What you are asked to do. Format the stretch of items from their start through the line containing "410,374 -> 592,580" as a Markdown table with the columns Row and Item line, numbering each row and leaving out any blank lines.

[Start]

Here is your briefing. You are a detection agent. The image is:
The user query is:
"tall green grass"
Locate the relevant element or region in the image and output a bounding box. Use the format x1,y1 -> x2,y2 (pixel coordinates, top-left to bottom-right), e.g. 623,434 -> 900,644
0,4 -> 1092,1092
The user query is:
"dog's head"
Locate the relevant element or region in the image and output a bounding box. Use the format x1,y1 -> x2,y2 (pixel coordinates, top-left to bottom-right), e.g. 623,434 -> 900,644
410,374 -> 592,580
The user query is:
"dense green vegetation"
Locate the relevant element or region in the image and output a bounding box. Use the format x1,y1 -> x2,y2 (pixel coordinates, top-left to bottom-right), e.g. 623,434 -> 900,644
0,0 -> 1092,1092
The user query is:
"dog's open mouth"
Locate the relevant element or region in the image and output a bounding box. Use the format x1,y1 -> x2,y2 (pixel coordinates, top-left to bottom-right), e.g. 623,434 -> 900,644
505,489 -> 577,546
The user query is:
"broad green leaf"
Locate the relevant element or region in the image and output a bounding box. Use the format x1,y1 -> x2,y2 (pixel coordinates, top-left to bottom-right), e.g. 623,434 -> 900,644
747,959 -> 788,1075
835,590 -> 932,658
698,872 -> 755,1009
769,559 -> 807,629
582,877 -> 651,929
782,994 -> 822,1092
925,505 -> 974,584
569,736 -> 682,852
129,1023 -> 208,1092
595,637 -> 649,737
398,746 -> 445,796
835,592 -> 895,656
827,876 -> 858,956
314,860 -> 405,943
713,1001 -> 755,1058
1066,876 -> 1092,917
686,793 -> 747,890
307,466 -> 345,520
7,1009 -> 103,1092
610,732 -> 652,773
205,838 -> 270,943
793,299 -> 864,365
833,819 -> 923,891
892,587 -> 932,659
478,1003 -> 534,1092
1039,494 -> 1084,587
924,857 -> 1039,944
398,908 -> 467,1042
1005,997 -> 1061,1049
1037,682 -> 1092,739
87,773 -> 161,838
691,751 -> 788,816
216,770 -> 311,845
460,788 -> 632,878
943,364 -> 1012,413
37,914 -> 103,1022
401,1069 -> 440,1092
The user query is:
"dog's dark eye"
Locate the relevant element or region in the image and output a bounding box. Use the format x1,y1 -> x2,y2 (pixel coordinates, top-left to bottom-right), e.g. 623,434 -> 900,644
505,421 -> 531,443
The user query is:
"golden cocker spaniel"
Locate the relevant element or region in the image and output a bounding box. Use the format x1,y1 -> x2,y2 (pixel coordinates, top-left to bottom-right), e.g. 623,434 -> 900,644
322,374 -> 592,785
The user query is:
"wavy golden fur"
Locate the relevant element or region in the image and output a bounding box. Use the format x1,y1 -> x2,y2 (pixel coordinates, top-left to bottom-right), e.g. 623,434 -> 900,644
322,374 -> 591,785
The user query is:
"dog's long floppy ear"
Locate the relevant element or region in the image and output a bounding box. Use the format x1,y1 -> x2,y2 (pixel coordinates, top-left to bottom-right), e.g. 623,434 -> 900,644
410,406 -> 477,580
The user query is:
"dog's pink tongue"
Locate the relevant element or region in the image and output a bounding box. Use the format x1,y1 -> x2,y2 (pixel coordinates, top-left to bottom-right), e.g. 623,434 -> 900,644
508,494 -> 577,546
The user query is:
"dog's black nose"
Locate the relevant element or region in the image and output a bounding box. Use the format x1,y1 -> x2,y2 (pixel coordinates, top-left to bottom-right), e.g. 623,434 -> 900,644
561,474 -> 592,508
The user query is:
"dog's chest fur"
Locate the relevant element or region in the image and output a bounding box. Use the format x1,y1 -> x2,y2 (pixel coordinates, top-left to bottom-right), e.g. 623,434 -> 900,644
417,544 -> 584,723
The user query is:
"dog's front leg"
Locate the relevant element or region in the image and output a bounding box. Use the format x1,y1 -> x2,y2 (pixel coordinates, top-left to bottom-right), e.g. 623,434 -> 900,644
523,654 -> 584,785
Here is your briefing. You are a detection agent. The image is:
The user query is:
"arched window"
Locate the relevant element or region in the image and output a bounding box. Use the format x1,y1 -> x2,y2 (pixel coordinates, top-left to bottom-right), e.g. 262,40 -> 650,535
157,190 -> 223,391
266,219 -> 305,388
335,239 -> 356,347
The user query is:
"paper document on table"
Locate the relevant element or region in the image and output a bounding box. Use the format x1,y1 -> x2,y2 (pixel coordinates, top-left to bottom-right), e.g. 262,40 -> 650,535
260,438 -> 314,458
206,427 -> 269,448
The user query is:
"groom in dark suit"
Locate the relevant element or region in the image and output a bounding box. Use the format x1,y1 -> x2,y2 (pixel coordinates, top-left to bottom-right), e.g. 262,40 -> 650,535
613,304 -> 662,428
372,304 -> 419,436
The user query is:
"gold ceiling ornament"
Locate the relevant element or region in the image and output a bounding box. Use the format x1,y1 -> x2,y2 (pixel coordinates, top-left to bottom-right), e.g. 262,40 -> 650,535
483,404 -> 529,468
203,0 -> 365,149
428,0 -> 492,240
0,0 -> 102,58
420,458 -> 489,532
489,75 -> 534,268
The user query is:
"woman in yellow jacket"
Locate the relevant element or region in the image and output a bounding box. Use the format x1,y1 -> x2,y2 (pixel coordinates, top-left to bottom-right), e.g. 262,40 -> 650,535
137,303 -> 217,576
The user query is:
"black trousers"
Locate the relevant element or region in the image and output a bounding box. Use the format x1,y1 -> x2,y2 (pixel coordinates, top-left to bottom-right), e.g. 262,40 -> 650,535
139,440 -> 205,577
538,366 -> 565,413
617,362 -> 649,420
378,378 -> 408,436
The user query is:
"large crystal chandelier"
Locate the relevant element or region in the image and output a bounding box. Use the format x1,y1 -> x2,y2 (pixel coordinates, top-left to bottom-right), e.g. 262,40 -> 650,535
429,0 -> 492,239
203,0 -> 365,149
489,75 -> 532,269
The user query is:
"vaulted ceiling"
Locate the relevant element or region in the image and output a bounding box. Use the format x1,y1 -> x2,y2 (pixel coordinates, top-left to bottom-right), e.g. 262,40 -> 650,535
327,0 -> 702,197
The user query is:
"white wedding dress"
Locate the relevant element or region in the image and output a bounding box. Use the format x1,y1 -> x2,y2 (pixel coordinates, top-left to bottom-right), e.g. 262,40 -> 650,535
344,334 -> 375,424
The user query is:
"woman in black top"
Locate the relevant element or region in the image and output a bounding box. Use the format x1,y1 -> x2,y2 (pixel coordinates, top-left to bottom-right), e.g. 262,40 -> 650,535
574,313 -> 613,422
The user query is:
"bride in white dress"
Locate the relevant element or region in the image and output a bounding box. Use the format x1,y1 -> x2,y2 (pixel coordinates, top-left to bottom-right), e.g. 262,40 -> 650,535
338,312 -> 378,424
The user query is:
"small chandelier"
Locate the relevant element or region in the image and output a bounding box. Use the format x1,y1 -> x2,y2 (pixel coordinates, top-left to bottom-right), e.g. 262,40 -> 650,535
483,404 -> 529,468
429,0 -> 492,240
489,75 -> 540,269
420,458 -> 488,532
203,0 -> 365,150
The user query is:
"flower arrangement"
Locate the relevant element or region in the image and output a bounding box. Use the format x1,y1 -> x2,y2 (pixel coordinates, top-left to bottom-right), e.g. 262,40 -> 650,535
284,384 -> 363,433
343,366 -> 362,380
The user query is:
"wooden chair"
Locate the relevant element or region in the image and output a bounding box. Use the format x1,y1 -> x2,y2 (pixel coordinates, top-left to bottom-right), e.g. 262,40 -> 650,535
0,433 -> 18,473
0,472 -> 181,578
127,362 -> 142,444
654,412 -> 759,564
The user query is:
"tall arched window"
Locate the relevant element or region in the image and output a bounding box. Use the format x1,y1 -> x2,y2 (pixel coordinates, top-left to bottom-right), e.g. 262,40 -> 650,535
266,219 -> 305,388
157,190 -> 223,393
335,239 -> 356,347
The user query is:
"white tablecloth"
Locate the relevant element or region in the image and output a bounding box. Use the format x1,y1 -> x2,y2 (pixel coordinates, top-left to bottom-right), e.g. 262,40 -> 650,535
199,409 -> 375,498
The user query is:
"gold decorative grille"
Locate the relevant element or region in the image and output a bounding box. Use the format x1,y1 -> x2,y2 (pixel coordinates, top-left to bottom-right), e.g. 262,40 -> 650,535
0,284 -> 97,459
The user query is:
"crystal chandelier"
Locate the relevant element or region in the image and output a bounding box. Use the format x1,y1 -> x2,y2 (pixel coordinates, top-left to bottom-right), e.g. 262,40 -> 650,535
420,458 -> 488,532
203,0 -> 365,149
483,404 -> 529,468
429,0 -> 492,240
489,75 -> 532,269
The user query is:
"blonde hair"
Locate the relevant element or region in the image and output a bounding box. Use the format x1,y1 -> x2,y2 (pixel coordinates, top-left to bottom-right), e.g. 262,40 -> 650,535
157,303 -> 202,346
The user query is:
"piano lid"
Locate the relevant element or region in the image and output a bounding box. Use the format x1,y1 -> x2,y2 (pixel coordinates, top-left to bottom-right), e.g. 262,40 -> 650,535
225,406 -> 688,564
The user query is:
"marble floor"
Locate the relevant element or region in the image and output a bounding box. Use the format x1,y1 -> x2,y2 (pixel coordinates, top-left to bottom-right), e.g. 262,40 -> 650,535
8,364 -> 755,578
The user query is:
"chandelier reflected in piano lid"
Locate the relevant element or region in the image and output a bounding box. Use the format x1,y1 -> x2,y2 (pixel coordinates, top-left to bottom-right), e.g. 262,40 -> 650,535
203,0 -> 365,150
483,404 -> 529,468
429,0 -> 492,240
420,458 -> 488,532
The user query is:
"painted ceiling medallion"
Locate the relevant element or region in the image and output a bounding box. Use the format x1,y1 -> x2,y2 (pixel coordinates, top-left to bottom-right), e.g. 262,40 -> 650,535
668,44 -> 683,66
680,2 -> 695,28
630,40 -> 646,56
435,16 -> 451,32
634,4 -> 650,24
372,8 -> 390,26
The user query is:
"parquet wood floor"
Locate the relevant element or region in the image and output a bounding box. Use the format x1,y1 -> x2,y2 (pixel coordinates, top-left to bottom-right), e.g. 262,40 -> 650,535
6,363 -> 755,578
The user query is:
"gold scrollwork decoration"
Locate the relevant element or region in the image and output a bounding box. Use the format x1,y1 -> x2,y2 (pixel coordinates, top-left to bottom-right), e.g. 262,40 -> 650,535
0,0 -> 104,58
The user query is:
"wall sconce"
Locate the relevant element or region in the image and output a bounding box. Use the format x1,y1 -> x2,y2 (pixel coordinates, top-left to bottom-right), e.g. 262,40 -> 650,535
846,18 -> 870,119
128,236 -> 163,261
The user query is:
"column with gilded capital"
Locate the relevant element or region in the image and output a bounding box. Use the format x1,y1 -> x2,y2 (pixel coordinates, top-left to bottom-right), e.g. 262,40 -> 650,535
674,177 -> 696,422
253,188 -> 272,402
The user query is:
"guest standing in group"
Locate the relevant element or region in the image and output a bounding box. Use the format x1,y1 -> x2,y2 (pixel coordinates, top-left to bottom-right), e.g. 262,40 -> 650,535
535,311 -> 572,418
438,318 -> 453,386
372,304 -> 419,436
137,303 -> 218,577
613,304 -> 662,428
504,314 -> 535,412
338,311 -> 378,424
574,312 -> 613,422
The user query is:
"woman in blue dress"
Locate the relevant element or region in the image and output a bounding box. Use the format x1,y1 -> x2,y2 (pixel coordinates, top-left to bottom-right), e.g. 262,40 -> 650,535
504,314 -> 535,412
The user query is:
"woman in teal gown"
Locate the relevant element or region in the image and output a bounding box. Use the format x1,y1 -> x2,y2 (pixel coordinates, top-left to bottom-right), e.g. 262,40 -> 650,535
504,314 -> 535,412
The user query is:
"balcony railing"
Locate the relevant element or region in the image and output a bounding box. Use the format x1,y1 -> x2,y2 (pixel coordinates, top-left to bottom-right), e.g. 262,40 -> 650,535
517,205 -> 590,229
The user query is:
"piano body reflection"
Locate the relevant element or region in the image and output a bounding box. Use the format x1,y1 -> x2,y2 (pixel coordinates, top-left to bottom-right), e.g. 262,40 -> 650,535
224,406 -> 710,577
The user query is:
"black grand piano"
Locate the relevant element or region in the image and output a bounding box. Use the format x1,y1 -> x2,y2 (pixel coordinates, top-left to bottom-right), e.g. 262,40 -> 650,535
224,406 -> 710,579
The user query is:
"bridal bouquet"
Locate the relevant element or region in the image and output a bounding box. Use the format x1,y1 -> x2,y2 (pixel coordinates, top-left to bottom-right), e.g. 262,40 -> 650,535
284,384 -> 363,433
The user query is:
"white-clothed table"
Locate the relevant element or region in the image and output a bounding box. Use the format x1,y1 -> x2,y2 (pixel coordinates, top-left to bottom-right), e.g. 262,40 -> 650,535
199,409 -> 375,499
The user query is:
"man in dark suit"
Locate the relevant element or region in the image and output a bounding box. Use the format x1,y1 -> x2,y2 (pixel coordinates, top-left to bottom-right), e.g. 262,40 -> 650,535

[End]

Response to this exercise.
| Row | Item line |
|---|---|
| 1 | Here is your briefing. You are a detection agent. The image is: |
| 2 | The user query is: |
| 3 | "tall green grass" |
| 4 | Locate the relevant element or region in the image and output a bounding box. Use the format x1,y1 -> x2,y2 (pixel coordinates, top-left to bottom-right), e.g. 623,434 -> 900,644 |
| 5 | 0,4 -> 1092,1092 |
| 6 | The user query is: |
| 7 | "dog's head" |
| 8 | Locate the relevant element or region in the image and output a bounding box. Use the format x1,y1 -> x2,y2 (pixel coordinates, top-left to bottom-right), e.g. 623,434 -> 900,644 |
| 9 | 410,374 -> 592,580 |